■ **Set exercise**: Look below for the line with "# test: point to the orange". Extract that line and each one after it through the last, word for word.

■ **Dataset entries**:
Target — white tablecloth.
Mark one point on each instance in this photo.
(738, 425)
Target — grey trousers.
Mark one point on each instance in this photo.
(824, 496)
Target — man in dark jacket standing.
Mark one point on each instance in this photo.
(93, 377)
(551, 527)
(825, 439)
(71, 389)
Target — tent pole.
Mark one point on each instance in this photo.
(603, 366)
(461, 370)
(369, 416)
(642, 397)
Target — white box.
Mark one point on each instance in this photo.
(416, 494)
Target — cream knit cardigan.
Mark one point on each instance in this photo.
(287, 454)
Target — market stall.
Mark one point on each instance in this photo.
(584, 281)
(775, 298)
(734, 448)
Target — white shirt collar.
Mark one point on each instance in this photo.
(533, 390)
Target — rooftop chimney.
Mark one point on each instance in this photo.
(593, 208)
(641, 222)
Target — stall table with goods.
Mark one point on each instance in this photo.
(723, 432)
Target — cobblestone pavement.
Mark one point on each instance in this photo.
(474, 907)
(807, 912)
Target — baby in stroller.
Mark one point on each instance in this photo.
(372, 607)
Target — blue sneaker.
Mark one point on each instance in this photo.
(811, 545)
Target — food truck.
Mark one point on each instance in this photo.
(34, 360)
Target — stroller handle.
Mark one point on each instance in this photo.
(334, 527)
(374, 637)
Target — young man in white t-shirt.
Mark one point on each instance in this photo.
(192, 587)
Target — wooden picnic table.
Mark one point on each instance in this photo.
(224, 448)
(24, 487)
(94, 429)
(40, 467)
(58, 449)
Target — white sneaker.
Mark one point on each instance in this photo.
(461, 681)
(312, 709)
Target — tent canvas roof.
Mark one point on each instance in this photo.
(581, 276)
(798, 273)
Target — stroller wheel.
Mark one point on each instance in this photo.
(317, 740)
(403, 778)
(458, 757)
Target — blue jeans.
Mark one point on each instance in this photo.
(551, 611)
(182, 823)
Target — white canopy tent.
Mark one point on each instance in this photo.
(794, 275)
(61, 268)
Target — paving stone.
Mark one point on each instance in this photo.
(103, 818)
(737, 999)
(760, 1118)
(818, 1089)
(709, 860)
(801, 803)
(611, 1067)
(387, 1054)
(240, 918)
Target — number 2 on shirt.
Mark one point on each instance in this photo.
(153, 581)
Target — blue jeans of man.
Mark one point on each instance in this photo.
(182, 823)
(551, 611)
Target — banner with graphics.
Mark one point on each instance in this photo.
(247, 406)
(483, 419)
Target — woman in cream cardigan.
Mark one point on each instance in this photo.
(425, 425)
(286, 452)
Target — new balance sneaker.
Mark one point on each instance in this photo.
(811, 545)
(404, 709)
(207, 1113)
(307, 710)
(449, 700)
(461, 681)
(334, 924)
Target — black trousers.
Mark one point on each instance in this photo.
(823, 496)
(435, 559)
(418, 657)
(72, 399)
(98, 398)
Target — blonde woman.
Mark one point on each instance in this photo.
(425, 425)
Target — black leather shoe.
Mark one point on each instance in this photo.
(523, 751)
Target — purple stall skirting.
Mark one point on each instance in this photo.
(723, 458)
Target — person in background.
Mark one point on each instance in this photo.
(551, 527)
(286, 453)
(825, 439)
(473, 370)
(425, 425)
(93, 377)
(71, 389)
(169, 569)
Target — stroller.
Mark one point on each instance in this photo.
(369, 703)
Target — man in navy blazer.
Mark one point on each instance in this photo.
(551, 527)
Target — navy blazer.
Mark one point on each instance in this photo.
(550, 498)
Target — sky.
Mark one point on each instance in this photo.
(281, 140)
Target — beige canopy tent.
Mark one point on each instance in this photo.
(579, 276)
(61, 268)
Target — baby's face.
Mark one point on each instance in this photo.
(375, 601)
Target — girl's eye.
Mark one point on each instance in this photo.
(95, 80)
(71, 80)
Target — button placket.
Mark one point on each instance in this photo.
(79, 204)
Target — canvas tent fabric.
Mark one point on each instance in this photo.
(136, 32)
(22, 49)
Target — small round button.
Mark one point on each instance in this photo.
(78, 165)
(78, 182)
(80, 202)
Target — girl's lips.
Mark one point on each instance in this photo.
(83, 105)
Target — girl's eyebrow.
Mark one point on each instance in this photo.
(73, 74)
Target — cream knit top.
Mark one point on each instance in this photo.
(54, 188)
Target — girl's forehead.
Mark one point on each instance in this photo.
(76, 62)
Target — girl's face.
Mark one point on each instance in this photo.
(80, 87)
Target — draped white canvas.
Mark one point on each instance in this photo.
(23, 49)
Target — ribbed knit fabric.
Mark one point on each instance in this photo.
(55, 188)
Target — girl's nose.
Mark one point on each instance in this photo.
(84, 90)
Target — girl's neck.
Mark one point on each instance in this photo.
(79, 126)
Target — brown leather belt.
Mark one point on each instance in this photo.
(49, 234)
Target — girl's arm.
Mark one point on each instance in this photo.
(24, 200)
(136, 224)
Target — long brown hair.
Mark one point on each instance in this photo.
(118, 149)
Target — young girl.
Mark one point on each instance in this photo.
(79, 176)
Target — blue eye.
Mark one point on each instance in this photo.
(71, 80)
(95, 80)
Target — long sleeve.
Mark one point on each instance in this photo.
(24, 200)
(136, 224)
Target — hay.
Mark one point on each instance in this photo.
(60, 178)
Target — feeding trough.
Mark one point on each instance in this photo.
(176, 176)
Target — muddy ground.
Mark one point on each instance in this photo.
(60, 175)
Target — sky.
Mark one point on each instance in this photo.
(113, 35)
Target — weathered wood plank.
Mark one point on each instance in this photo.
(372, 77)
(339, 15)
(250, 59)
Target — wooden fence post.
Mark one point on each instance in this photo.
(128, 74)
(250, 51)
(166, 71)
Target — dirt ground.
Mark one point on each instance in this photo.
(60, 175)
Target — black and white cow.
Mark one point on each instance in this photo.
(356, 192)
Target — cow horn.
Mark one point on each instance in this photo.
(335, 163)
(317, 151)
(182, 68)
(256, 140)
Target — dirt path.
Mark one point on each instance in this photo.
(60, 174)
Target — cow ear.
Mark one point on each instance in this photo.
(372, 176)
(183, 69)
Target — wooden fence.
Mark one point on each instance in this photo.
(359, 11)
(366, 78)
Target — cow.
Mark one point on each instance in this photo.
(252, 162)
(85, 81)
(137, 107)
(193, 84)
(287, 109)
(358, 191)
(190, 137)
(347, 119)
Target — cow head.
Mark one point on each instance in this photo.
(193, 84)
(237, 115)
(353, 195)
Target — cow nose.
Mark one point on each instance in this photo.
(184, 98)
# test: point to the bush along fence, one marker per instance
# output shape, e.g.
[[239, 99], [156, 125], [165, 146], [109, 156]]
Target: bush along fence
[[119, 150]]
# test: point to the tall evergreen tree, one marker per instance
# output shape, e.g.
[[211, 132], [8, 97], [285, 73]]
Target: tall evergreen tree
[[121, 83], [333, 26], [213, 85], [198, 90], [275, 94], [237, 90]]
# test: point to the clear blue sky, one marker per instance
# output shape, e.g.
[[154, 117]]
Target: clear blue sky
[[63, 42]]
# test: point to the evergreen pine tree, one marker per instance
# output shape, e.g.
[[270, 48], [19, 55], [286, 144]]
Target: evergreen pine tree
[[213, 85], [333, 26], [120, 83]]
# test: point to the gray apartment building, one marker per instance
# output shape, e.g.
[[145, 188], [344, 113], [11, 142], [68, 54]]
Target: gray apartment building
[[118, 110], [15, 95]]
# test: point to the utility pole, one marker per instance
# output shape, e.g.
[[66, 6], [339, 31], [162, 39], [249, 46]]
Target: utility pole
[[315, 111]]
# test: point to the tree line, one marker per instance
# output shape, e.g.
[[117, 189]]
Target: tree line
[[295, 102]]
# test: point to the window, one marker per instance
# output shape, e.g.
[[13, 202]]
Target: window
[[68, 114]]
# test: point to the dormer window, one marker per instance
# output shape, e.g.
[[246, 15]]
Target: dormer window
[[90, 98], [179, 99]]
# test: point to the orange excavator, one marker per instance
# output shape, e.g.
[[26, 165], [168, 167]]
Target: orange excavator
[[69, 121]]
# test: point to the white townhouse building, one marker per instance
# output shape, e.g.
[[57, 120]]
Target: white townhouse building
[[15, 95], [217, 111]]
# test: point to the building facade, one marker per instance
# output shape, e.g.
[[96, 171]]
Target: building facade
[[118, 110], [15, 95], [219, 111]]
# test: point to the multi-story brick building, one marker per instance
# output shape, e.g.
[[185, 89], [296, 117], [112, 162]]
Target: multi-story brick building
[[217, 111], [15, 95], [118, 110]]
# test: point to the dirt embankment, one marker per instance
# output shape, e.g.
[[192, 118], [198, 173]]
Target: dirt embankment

■ **Solution to the problem**:
# test: point to the orange excavator, one marker per instance
# output shape, e.g.
[[26, 165], [168, 167]]
Target: orange excavator
[[69, 121]]
# test: point to the white townhouse building, one marker per instance
# output shape, e.g.
[[57, 120]]
Target: white townhouse building
[[15, 95], [217, 111]]
# test: point to the building facade, one marker per instance
# output shape, e.g.
[[96, 171]]
Target: building facade
[[118, 110], [15, 95], [219, 111]]
# test: point to the multi-story brick building, one marker per instance
# output shape, e.g.
[[185, 89], [296, 117], [112, 162]]
Target: multi-story brick building
[[217, 111], [15, 95], [118, 110]]
# test: point to the dirt embankment, one marker per instance
# output shape, e.g.
[[192, 118], [198, 173]]
Target: dirt embankment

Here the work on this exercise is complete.